▸ **Given data**
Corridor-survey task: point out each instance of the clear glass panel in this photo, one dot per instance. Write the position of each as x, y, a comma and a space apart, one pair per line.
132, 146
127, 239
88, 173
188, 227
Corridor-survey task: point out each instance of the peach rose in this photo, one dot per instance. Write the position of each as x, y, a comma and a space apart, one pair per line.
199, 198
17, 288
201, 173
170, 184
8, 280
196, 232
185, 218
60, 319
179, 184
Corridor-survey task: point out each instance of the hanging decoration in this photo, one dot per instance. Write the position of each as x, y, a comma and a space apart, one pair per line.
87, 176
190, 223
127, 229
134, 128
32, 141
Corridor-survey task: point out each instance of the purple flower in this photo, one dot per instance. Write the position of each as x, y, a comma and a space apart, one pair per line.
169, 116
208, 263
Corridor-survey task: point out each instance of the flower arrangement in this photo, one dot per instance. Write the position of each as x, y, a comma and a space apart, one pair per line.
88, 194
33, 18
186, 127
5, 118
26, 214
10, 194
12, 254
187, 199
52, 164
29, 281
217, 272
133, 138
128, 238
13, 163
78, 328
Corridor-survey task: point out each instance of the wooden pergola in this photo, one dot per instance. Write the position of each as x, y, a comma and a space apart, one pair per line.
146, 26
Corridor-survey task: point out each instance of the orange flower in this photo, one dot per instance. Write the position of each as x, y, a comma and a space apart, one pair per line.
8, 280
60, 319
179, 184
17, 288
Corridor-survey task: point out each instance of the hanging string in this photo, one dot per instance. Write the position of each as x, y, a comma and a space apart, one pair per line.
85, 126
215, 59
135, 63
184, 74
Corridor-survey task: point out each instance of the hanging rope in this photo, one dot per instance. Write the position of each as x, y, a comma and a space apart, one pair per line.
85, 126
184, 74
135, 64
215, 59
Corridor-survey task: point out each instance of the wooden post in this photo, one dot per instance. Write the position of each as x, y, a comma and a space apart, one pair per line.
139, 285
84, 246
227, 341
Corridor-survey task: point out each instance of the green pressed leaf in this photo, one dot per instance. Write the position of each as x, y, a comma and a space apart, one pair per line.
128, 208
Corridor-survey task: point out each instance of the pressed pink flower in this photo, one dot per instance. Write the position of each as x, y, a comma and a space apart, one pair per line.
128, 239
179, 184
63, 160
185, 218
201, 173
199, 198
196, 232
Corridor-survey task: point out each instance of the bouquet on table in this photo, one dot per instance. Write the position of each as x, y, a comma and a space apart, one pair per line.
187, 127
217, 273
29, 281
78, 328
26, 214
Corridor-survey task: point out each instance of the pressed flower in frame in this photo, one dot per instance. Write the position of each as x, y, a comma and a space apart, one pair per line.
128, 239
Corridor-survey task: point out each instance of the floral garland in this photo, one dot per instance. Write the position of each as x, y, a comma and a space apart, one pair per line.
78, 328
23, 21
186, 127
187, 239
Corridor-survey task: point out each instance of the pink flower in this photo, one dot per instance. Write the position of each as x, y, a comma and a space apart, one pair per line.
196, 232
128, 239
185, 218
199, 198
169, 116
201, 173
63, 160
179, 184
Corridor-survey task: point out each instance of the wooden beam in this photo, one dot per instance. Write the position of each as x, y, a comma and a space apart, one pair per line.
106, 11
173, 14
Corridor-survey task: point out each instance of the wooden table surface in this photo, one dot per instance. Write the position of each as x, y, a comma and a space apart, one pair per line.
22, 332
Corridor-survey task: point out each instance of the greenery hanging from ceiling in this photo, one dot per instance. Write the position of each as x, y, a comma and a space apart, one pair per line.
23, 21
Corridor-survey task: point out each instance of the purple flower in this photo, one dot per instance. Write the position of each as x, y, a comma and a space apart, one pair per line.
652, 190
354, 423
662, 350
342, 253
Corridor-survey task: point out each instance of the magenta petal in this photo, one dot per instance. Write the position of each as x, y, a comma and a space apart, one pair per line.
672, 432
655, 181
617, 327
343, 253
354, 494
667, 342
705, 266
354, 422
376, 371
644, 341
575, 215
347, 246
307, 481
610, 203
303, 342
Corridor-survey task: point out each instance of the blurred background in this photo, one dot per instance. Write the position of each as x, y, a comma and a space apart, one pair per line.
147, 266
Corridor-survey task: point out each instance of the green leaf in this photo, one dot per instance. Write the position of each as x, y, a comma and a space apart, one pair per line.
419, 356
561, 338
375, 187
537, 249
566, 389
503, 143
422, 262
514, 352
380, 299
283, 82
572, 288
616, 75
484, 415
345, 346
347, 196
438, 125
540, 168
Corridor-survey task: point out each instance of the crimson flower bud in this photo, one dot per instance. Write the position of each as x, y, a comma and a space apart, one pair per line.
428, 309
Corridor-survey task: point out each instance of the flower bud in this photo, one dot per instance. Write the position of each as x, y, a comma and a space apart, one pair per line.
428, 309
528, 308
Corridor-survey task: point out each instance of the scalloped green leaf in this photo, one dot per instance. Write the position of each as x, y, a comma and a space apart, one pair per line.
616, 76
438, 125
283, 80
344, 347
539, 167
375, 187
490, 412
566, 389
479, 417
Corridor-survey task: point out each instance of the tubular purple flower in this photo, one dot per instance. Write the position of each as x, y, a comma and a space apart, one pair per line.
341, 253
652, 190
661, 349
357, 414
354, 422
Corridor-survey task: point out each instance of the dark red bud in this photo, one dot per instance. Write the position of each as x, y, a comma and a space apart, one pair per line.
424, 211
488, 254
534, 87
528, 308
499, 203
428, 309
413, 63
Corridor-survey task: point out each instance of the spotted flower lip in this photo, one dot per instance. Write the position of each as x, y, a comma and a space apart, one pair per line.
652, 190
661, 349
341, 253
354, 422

▸ **Set problem**
Write every record out again, unaltered.

▸ **Response**
Corridor-survey task: point out each instance of the clear glass panel in this photo, one dot per instance. Write the position of each as x, y, a comma and a space apart, one pair per line.
132, 146
127, 239
88, 173
188, 227
Corridor-survey task: point out each instance of the peach rose in this photo, one dot per instance. Write the position of each as x, y, a comma and a space apart, one pair per line.
199, 198
17, 288
201, 173
170, 184
8, 280
196, 232
185, 218
60, 319
179, 184
Corridor-survey task: point out each instance of the hanging decoration in this photo, one dot per instance. Write the position of each as x, y, a comma and a space apart, one pair per line.
87, 176
190, 223
127, 229
134, 128
32, 141
Corridor-survey task: point out each instance of the purple flower in this photo, one dot per instance. Write the position of each as x, y, a comma and a space apart, one pair per line.
169, 116
208, 263
Corridor-survey task: point out each instance of the flower arrangement in this photo, one dot per instance. Write the position of each as x, y, a comma and a space apart, one pair per line.
88, 194
33, 18
186, 127
5, 118
26, 214
10, 194
12, 254
187, 199
52, 164
29, 281
217, 272
133, 138
128, 238
13, 163
78, 328
Corridor-survey task: point out each instance of the wooden pergola in this photo, one dot per instance. Write the position of each as x, y, a comma and a space apart, one pair per line.
146, 26
Corridor-survey task: point out each instance of the orange flower in this photo, one dot per instance. Write the position of each as x, y, a comma and a space apart, one pair per line.
8, 280
60, 319
179, 184
17, 288
Corridor-survey task: point out each instance of the hanging string in this photo, one dot per instance. Write the position of each as x, y, a comma and a space apart, one pair per line.
85, 126
215, 59
135, 63
184, 74
Corridor-survey task: point out each instance of the hanging rope in this photo, one dot per instance. Write the position of each as x, y, a comma and a space apart, one pair per line.
85, 126
184, 74
135, 64
215, 59
Corridor-survey task: point out each instance of the wooden post in this photo, one dot per instance. Write the position of each as x, y, a comma and a space apart, one pair per line.
139, 285
84, 246
227, 341
Corridor-survey task: point out each instance of the green pressed leaf in this photo, one dot per instance. Write the position of each as x, y, a comma and a space apart, one pair per line.
128, 208
Corridor-survey task: point out each instance of the pressed pink flower in this photo, one dot per instance. Write the position of each as x, y, a comma and a space apart, one pair per line.
128, 239
179, 184
63, 160
185, 218
201, 173
199, 198
196, 232
Corridor-survey task: point out each instance of the bouquet on table in this photo, one dot per instance. Write the position of each as x, y, a comma and a space apart, one pair per line.
187, 127
217, 273
29, 281
78, 328
26, 214
Corridor-survey task: point out each instance of the pressed flower in frame in this photo, one dot per instance. Write the position of each as x, y, a comma and a space apart, one pair per line.
128, 239
Corridor-survey task: point out each instance of the floral garland in this photo, one dot per instance. Write the position of each as x, y, a comma and a space apart, one pair per line.
78, 328
23, 21
186, 127
187, 239
Corridor-survey task: point out each instance of the pink flower in this photo, one dot per instance. Write the position of each as x, y, a comma and a space apart, one pair per line.
196, 232
128, 239
185, 218
199, 198
169, 116
201, 173
63, 160
179, 184
Corridor-survey task: point out each instance of the wooden beam in this photo, one dot per instance. Write the position of each as x, y, a comma and a space apart, one pair per line.
106, 11
173, 14
Corridor-survey task: point out each instance of the wooden table surface in this photo, one dot per instance. Write the position of each as x, y, a comma and a space apart, one pair per line.
22, 332
Corridor-survey task: point out each instance of the greenery hanging from ceiling in this photo, one dot per instance. Write the position of each as x, y, a comma and a space apart, one pair per line.
23, 21
Corridor-survey task: point out each instance of the purple flower in this photo, one dot per instance. Write the position of each as x, y, a comma and a space apart, one pair per line.
652, 190
354, 423
662, 350
342, 253
Corridor-survey task: point out each instance of the magenta petal in this photo, one dot per instance. Write the position of each as x, y, a comma and a space apart, one pair per line.
672, 432
655, 181
617, 327
343, 253
354, 494
667, 342
705, 266
354, 422
376, 371
644, 341
575, 215
347, 246
307, 481
610, 203
303, 342
Corridor-survey task: point out each instance of the blurred background in this photo, one dot per instance. Write the position of each as x, y, a comma and a space apart, one pair per line.
147, 266
Corridor-survey task: point out each instance of the green leaf in this photo, one dot per instance. Write the position of each as x, y, a comma and a space apart, one pair per line.
419, 356
561, 338
375, 187
537, 249
566, 389
503, 143
422, 262
514, 352
380, 299
283, 82
572, 288
616, 75
484, 415
345, 346
347, 196
438, 125
540, 168
Corridor-survey task: point out each instance of the crimson flower bud in this photo, one dot per instance. Write the position of each as x, y, a comma and a space apart, one pair per line.
428, 309
Corridor-survey task: point out each instance of the flower bud in this photo, one dot per instance. Write the position of each as x, y, a comma and a space apart, one pair per line.
428, 309
528, 308
Corridor-survey task: point out each instance of the scalloped green leaf in this photo, one dot per instance. Write the position of each as x, y, a comma and a space apart, one pair per line.
616, 76
438, 125
283, 80
344, 347
539, 167
375, 187
490, 412
566, 389
479, 417
Corridor-survey task: point out each instance of the tubular purple flower in this photo, one dot per instance. Write the position of each as x, y, a comma and a space apart, one pair per line.
341, 253
652, 190
661, 349
357, 414
354, 422
Corridor-survey task: point out each instance of the dark red bud in this photo, one dot per instance. Write the position of each as x, y, a comma and a space apart, one pair per line.
424, 211
488, 254
534, 87
528, 308
499, 203
428, 309
413, 63
Corridor-survey task: point out each instance of the spotted flower lip in this photo, one dot per instance. Write the position of each as x, y, a comma and a space apart, one pair per line.
652, 190
661, 349
341, 253
354, 422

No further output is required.